### REQUEST 1:
Answer these from the type-spacing transcript:
(a) What is the highlighted area around a selected character called?
(b) What does "monospace" mean, according to the speaker?
(c) What are fonts called in which each character has its own defined width?
### REQUEST 2:
Please retype a passage from the type-spacing transcript word for word. Begin at the words "We refer to this" and stop after "meaning one space.".

Now I want to start actually editing this type. I have my Selection tool active so we already know that the easiest way to get into this text object is to simply select it and then double-click on it. So now I have my blinking cursor or my insertion point now in between the characters a and y. Now when a type designer goes ahead and creates a typeface, they actually create a certain width for that particular character. In fact, if I click and drag to select the a, you can see over here how this entire area became highlighted.
We refer to this area as the slug, or the actual amount of space that this character can kind of take up. But I'm also seeing the width here for this letter. Now let's take a look at a different letter inside of this sentence, over here this lowercase w. If I were to go ahead now and click once here and then just click and drag to highlight the w, you can see that the slug is a lot wider than we had with the a, because the letter w is a wider letter. Now back in the olden days of typewriters, most fonts that were created were what we refer to as monospace fonts, monospace meaning one space.
Every single font and every character within that font always have the exact same width. So, for example, the letter w and the letter i both took up the same amount of width, and that would cause usually wide gaps in between the letters. So you can see over here the i is very narrow while the w is very wide. That's because these fonts are what we call variable-width fonts. And again, that's because each of the characters here had their own width defined. And that's something that a type designer does when they actually start creating the letters for a font.
So let's go back to this example over here of the a and the y. You can see that the two slugs are here. When Illustrator starts assembling these individual characters into words, Illustrator is simply taking this area right here, this character and this width, and putting this one right next to it. However, you can see that visually there is a little bit of whitespace that appears in between the a and the y. Same thing over here in the uppercase S and the a. There is the width of the S over here, which has some little bit of space over here and then there is the a, which has a little bit of space over here.

### ENTRIES:

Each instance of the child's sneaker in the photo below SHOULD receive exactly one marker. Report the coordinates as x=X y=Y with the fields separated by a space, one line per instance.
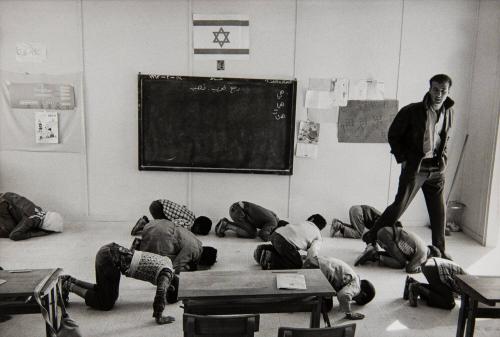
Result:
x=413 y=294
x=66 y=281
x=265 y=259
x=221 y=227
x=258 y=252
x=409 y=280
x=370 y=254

### TASK ANSWER 1:
(a) The slug.
(b) One space.
(c) Variable-width fonts.

### TASK ANSWER 2:
We refer to this area as the slug, or the actual amount of space that this character can kind of take up. But I'm also seeing the width here for this letter. Now let's take a look at a different letter inside of this sentence, over here this lowercase w. If I were to go ahead now and click once here and then just click and drag to highlight the w, you can see that the slug is a lot wider than we had with the a, because the letter w is a wider letter. Now back in the olden days of typewriters, most fonts that were created were what we refer to as monospace fonts, monospace meaning one space.